* Begin GIVEN INFORMATION *

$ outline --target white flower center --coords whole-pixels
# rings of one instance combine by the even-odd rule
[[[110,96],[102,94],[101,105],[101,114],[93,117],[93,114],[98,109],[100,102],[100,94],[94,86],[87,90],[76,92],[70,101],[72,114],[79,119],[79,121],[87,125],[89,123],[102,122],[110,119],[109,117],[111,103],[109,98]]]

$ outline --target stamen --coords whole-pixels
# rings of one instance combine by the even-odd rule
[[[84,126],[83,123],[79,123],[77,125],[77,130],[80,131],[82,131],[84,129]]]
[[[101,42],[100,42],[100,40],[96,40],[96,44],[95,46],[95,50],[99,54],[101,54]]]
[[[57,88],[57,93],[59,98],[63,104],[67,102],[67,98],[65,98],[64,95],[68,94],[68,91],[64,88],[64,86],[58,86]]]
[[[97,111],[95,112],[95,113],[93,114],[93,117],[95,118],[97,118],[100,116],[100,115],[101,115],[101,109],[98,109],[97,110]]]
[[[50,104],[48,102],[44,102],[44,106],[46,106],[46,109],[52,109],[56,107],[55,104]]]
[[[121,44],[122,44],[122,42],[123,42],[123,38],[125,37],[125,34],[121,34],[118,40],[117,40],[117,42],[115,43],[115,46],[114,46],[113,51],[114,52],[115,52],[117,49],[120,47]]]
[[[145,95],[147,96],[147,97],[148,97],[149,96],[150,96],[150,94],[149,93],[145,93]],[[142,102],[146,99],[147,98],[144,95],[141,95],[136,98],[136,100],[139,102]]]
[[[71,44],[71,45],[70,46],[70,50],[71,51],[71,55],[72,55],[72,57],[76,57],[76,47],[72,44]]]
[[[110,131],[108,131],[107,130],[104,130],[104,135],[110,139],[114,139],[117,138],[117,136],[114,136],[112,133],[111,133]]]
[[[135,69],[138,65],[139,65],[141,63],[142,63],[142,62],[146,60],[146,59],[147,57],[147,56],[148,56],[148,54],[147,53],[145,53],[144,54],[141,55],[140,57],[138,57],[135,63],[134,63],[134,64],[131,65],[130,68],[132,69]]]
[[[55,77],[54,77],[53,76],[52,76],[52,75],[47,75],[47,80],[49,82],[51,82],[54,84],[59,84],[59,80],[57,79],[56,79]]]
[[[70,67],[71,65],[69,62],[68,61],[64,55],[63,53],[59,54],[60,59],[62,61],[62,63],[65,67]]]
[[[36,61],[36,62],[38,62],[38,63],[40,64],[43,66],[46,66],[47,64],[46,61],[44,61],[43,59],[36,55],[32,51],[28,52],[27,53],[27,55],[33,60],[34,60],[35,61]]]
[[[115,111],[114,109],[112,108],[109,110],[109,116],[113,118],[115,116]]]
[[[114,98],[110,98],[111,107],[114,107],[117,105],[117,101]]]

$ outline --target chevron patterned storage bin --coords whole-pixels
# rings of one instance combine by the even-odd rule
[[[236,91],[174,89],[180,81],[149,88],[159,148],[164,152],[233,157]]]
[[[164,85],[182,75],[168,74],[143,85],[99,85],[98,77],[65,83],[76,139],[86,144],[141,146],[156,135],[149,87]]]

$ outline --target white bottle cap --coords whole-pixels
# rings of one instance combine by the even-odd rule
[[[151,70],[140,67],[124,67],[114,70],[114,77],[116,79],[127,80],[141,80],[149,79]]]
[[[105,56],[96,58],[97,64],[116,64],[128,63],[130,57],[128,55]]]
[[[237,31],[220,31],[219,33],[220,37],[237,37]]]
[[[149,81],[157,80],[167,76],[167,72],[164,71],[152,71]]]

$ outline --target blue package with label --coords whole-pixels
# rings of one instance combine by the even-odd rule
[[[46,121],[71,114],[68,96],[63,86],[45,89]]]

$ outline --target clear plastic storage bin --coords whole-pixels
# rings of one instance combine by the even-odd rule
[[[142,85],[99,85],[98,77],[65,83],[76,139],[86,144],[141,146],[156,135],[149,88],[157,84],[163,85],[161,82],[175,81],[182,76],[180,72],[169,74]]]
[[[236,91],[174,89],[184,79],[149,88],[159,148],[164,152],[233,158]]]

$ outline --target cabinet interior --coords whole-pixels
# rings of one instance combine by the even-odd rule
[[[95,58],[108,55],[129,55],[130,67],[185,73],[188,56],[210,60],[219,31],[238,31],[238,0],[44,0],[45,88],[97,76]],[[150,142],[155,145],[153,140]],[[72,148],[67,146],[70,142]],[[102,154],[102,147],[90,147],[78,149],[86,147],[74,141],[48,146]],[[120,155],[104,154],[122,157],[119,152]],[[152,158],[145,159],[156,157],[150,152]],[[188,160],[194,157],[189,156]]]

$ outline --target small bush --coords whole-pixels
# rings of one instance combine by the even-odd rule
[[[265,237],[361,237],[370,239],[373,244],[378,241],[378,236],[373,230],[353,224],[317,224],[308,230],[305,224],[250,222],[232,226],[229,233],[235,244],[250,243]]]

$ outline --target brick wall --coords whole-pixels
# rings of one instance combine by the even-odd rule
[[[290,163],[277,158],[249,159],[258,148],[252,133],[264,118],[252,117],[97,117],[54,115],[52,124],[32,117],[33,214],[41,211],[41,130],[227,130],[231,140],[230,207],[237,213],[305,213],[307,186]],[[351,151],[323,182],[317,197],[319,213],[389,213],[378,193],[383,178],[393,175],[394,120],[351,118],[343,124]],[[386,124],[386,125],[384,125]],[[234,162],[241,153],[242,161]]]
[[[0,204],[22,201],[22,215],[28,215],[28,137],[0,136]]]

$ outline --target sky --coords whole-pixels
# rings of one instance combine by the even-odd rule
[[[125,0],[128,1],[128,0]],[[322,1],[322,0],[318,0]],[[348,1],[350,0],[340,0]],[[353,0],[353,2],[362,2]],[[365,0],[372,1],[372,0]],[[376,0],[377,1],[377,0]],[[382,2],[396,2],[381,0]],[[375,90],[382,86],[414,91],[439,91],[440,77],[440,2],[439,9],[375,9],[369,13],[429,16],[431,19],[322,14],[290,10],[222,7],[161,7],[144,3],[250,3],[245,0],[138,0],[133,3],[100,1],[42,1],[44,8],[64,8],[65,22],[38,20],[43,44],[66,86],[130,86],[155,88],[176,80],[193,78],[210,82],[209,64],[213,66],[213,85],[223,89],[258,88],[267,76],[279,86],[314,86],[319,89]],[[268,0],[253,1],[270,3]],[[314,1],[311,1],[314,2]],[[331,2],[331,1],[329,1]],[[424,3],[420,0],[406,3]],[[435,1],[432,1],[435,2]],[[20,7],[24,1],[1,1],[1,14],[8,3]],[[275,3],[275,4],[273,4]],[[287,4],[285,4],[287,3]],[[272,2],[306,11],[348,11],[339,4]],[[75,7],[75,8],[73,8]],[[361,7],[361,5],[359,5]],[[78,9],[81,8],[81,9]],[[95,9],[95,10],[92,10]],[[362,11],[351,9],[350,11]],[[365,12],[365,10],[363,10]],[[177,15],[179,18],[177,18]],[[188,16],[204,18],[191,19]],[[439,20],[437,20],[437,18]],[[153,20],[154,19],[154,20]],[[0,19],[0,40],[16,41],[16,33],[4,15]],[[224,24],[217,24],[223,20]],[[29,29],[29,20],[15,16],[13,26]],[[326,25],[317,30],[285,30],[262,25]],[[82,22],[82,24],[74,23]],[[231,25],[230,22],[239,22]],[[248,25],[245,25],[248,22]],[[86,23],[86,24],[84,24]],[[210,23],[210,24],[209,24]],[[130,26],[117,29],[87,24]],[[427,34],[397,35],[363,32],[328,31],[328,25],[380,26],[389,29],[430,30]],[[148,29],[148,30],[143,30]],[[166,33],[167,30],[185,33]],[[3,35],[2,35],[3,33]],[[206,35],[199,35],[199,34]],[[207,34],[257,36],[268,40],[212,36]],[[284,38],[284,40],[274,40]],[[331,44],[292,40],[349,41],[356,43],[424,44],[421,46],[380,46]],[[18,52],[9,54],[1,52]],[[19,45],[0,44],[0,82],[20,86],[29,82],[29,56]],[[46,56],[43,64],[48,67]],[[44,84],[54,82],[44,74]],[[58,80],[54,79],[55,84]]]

* End GIVEN INFORMATION *

WRITTEN INSTRUCTION: Report how many lines in the items above contain the word "white". Give the number only.

COMPLETE OUTPUT: 2